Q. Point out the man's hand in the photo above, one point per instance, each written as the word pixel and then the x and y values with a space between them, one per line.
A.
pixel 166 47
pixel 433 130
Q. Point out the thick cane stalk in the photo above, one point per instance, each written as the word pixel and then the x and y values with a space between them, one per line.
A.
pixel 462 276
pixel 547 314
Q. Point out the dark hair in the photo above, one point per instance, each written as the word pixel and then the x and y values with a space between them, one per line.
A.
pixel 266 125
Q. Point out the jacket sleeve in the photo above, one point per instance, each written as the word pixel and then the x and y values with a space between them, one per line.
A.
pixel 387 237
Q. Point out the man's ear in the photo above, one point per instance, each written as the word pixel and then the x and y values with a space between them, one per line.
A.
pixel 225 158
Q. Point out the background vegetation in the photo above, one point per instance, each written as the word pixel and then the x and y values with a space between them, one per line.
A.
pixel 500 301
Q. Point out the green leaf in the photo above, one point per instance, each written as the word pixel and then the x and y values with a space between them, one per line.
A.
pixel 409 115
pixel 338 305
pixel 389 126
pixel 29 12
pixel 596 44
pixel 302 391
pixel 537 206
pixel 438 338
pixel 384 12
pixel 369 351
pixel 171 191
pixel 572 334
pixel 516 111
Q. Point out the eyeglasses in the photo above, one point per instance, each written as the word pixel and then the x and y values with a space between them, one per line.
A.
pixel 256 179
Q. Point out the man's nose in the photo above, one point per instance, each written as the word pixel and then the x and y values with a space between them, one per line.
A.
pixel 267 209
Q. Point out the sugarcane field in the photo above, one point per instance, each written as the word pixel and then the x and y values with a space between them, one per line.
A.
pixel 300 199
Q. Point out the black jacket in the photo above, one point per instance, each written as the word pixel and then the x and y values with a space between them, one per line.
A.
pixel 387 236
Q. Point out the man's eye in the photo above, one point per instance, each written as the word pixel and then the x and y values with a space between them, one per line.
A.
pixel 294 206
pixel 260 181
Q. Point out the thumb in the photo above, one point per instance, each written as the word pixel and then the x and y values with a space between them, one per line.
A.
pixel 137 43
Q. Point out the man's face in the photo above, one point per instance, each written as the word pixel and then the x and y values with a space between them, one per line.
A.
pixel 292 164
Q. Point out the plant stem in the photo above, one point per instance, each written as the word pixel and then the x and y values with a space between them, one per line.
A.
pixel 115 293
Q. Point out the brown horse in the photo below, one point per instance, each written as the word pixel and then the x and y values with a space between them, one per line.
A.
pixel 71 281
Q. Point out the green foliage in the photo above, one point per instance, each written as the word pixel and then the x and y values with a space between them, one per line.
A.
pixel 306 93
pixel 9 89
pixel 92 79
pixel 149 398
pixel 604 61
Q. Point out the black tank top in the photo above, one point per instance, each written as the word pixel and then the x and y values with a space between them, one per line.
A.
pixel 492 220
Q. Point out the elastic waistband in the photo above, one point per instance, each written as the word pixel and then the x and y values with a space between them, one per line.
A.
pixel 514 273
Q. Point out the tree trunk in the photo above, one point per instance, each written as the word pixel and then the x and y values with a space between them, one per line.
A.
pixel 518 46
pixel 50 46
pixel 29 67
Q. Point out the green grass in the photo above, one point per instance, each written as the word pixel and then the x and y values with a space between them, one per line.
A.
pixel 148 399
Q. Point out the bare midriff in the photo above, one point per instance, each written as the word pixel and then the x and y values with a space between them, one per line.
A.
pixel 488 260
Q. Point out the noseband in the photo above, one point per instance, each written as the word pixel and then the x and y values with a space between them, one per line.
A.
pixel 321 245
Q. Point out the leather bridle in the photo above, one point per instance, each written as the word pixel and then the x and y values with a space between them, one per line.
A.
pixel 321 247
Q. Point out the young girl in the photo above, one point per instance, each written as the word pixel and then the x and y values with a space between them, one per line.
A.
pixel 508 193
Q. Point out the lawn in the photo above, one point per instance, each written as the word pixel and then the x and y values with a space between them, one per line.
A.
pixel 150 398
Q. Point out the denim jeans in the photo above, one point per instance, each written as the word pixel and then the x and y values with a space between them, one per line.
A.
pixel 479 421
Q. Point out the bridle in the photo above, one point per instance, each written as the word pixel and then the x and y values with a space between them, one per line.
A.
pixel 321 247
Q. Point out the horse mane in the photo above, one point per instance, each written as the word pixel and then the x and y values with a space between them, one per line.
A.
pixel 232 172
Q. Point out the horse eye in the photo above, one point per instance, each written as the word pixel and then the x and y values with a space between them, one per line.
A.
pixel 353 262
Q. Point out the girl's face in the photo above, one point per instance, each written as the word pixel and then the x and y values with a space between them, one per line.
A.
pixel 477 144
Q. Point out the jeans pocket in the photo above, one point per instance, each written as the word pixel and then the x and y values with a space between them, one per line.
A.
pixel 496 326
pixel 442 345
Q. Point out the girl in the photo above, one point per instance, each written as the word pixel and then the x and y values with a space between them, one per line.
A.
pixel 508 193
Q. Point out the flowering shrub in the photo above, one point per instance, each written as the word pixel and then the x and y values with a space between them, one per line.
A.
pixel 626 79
━━━━━━━━━━
To do: Rewrite the whole listing above with every "Point out" changed to "Mark" and nothing else altered.

Written answer:
Q. Mark the man's hand in the photo above, one point per instance, each written as the word pixel and then the x and y values with a space between them, one per line.
A.
pixel 166 47
pixel 433 130
Q. Mark the thick cane stalk in the photo above, one point per instance, each written as the word pixel and then the x and y values with a space between them, one per line.
A.
pixel 462 276
pixel 547 314
Q. Mark the dark hair in the photo above, one point per instance, each written as the word pixel and then the x and y values with a space between them, one per line.
A.
pixel 266 125
Q. Mark the jacket sleeve in the photo above, one point per instance, each written as the word pixel and then the x and y values with a space between them, one per line.
A.
pixel 387 237
Q. Mark the man's ear in the photo above, one point per instance, each written as the word pixel and then the x and y values with a space between them, one per line.
A.
pixel 225 158
Q. Mark the background vegetation in the photo above, one point per instance, each written as the word pixel and then the x and y values with a space between them, one per line.
A.
pixel 500 301
Q. Mark the green leaf in the photo above, one point per instance, each written as the word pixel and then the x and y values with a space between them, one per line.
A.
pixel 409 115
pixel 338 305
pixel 389 126
pixel 29 12
pixel 596 44
pixel 302 391
pixel 537 206
pixel 438 338
pixel 384 12
pixel 369 351
pixel 171 191
pixel 572 334
pixel 516 111
Q. Mark the eyeglasses in the photo above, one point per instance, each written as the word pixel and then the x and y values with a space between them, one per line.
A.
pixel 256 179
Q. Mark the man's nose in the photo above, one point per instance, each written as the word pixel and then the x and y values with a space between them, one per line.
A.
pixel 267 209
Q. Mark the sugarcane field in the photo above, one point per instance, each written as the word pixel and then the x and y values with a space between them, one per line.
A.
pixel 300 199
Q. Mark the black jacket in the photo above, one point per instance, each written as the word pixel and then the x and y values with a space between them, one per line.
A.
pixel 387 236
Q. Mark the man's eye in the photo above, one point per instance, each written as the word pixel and then the x and y values with a space between them, one per line.
A.
pixel 294 206
pixel 260 181
Q. Mark the thumb in the photo above, one point per instance, each written as the word pixel and then the x and y values with a space between them, one per line.
A.
pixel 137 43
Q. Mark the man's face in the photo above, one point per instance, each written as the word pixel and then the x and y values with a space between them, one per line.
A.
pixel 292 164
Q. Mark the plant stem in the photo above, one point per instance, each written as the word pixel and then the x and y values with a space between them, one per line.
A.
pixel 115 293
Q. Mark the brown horse in the photo below, one point per instance, each written as the word pixel and then the x and y values with a space between them, one per line.
A.
pixel 71 281
Q. Mark the green foliage in the photo above, one point per instance, each written as the word pixel and then the x and y values with a space between them, one per line.
A.
pixel 306 93
pixel 9 89
pixel 92 79
pixel 149 398
pixel 604 61
Q. Mark the black tank top in the photo above, one point per instance, each written as the word pixel and then the x and y values with a space between them, one per line.
A.
pixel 492 220
Q. Mark the elastic waistband in the photo above, one point per instance, each written as the word pixel and then the x and y values with a space between them, one per line.
A.
pixel 514 273
Q. Mark the tree trunk in the photo above, one point per instance, each written as the word pixel and then the x and y values with a space between them, one per line.
A.
pixel 518 46
pixel 50 46
pixel 29 67
Q. Mark the green grass in the photo above, one point per instance, each written as the word pixel and then the x and y values with a space between them, one per line.
A.
pixel 148 399
Q. Mark the bare midriff in the photo above, one point per instance, each written as the word pixel and then the x and y values with a space between them, one per line.
A.
pixel 488 260
Q. Mark the noseband in the photo above, one point per instance, each written as the word pixel and then the x and y values with a space between them, one per line.
A.
pixel 321 245
Q. Mark the leather bridle in the photo above, one point per instance, each written as the word pixel and then the x and y values with a space between them, one per line.
A.
pixel 321 247
Q. Mark the young girl in the photo above, one point per instance, each written as the word pixel and then the x and y values with a space between them, one per line.
A.
pixel 508 193
Q. Mark the lawn in the photo above, one point per instance, each written as the word pixel and then the x and y values with a space between them, one per line.
A.
pixel 150 398
Q. Mark the denim jeans in the photo above, one point per instance, each written as the word pixel and then the x and y values with a space between them, one per line.
A.
pixel 479 421
Q. Mark the bridle in the photo above, one point per instance, each written as the word pixel and then the x and y values with a space between them, one per line.
A.
pixel 321 247
Q. Mark the horse mane in the photo above, one point per instance, each written as the word pixel and then the x and y values with a space between them, one per line.
A.
pixel 232 172
Q. Mark the horse eye in the photo above, one point per instance, each written as the word pixel and then the x and y values with a space between them, one per line.
A.
pixel 353 262
Q. Mark the girl's face in the photo above, one point per instance, each written as the word pixel and then the x and y values with a space between them, one per line.
A.
pixel 477 144
Q. Mark the jeans pocket in the photo above, one point per instance, each written as the word pixel and then the x and y values with a space between them, one per line.
A.
pixel 496 326
pixel 442 345
Q. Mark the girl in the photo above, one point per instance, each written as the word pixel and then the x and y values with a space between them, one per line.
A.
pixel 508 193
Q. Mark the flowering shrub in the photo above, one point per instance, each written as the word pixel and then the x and y values with a space between them, one per line.
A.
pixel 626 79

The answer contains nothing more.